EXERCISE DESCRIPTION:
In the entries below, find the line with "Spot the forest floor, then" and the line with "Target: tree"; give again those lines and every line between them, exactly.

EXTRACTED ENTRIES:

========================================

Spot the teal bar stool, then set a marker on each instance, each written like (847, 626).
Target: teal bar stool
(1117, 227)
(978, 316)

========================================

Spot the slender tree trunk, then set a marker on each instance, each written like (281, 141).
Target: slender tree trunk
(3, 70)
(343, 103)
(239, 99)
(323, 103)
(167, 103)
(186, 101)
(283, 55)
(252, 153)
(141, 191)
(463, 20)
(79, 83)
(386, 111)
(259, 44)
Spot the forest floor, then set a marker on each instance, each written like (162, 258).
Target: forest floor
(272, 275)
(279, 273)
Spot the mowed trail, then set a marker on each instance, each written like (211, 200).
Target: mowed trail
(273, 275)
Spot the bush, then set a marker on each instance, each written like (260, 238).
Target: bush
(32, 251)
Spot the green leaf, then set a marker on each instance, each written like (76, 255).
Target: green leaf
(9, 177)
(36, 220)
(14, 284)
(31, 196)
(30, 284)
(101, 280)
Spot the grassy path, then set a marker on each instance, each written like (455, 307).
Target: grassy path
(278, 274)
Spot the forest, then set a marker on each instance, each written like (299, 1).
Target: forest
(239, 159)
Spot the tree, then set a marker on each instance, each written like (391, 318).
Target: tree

========================================

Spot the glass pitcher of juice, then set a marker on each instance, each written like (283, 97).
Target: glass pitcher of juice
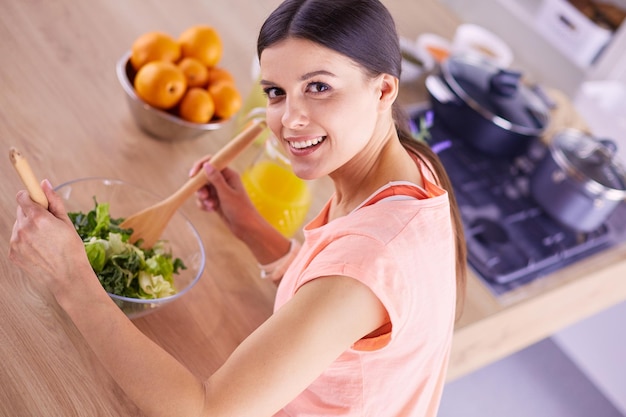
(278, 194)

========================================

EXERCISE RESULT:
Spot the forest floor, then set a marker on each instance, each written like (162, 258).
Target: forest floor
(272, 275)
(279, 273)
Spot the mowed trail, then set a marker on each instance, each written like (211, 200).
Target: mowed trail
(273, 275)
Spot the bush, then set a marker on each instance, each written like (260, 238).
Target: bush
(32, 251)
Spot the green leaf, then set a marker on each instance, each written like (76, 255).
Target: green leaf
(9, 177)
(36, 220)
(14, 284)
(31, 196)
(30, 284)
(101, 280)
Spot the grassy path, then set a marker on each instance, each written like (455, 307).
Target: grassy path
(278, 274)
Spot the forest, then set a marker on each instance, each written like (299, 1).
Target: forest
(239, 159)
Spot the tree, then set a marker on each instance, each written like (391, 318).
Target: tree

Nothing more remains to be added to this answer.